## [Instructions to follow]
Your task is to retype, exactly and with nothing else, every line from the one containing "tube in the image above." to the end of the listing.

____________

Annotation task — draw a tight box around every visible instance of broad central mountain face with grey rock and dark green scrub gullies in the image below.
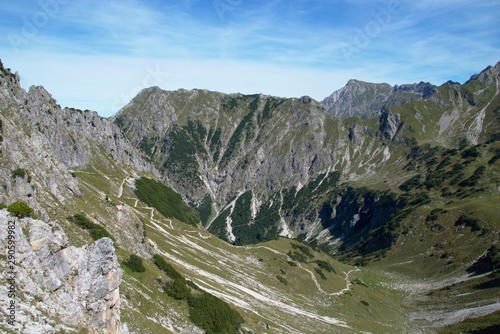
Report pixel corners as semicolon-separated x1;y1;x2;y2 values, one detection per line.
113;88;338;203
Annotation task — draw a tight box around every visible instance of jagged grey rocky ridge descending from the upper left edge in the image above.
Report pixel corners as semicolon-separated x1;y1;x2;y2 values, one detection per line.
0;58;159;207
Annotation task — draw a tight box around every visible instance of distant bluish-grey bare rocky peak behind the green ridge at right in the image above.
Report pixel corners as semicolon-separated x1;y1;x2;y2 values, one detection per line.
322;80;437;118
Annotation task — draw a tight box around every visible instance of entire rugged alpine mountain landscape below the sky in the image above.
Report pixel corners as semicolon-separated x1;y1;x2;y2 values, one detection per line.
0;58;500;333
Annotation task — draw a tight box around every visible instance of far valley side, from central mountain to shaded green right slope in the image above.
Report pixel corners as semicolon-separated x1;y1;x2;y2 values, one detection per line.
114;59;500;328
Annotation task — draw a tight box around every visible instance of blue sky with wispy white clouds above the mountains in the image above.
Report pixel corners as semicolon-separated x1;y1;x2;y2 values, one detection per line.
0;0;500;117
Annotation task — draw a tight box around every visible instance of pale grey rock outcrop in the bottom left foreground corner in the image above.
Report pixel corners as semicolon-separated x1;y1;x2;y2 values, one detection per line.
0;209;128;334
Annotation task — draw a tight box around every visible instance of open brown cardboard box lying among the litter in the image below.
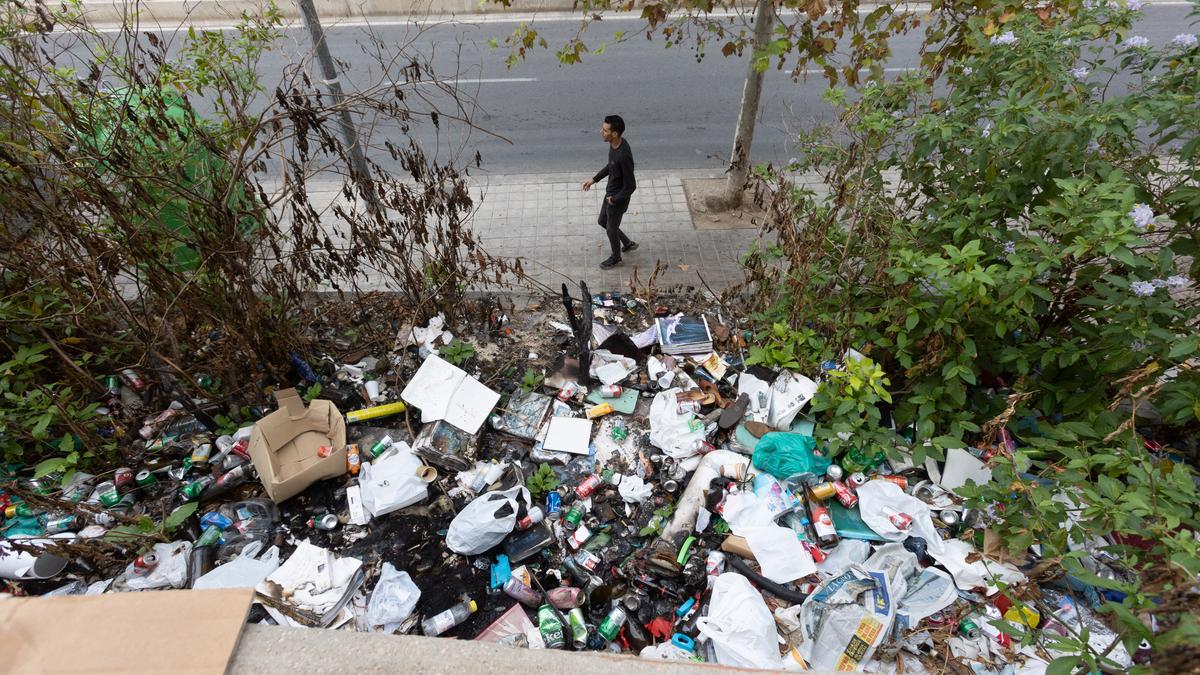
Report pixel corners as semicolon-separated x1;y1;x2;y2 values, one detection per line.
248;389;347;502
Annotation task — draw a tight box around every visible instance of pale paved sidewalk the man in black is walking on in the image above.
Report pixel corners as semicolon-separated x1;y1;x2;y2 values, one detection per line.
297;171;777;292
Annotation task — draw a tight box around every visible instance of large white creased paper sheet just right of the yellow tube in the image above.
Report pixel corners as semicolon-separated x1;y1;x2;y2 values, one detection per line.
400;354;500;434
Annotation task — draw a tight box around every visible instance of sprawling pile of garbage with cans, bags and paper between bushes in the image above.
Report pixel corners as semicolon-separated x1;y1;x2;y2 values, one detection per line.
0;287;1142;673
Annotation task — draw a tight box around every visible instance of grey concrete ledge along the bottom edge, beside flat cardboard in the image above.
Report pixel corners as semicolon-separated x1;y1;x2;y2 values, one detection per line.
228;626;787;675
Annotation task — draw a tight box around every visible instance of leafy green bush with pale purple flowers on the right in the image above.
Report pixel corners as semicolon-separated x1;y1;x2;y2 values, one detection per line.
746;0;1200;671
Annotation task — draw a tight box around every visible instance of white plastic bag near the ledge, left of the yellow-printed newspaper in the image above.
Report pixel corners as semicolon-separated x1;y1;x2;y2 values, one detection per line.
696;572;780;668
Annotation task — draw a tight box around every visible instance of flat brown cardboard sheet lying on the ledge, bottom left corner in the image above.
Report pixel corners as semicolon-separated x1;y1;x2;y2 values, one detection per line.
0;589;254;674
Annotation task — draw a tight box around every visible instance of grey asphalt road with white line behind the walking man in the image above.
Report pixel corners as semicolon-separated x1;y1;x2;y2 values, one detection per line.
87;4;1200;172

____________

## [Answer space]
Annotation task — draw a tight box around every visible instance of large white creased paper sheet just right of the yellow tube in the image above.
Report pixel corners as semicolon-separated x1;y1;x2;y2 values, one detection per line.
400;354;500;434
Annotation task — draw a tight box around every visible instance of sprawling pile of garbage with cans, bags and paper between bushes in the image above.
Report pixel corners as semicolon-separated x1;y1;x2;y2 values, one detection per line.
0;287;1142;673
Annotation task — draw a tight box around every visible instance of grey concrete ledge along the bottom edge, beside flat cardboard in the image above.
Report pixel corners as semicolon-separated x1;y1;x2;y2 values, one detection per line.
228;626;787;675
Annotation task — draw a tight box around every visible instance of leafy green bush with pale purple flowers on the right in the image above.
Report pixel corners as semicolon-separated x1;y1;x2;y2 values, one detection per line.
746;0;1200;671
Annotation task — draw a tight box around every visible instance of white plastic bag near the ledge, left of the yellow-printed newspaper in the image above.
Report pixel corners as semicolon-separated x1;y1;x2;y2 values, one detection per line.
696;572;780;668
Annotation task — draw a tight box around every visible instance of flat brown cardboard sheet lying on the ledge, bottom left corner in the image above.
Report pixel corners as semicolon-separated x1;y1;x2;y2 values, one detection per line.
0;589;254;674
Annotation task — draw a tight box around every visible instance of grey asphalt road with white line behind the walking man in the image above.
Report pixel corners as semicolon-separated x1;y1;x2;y2 values, one detection per line.
87;4;1200;172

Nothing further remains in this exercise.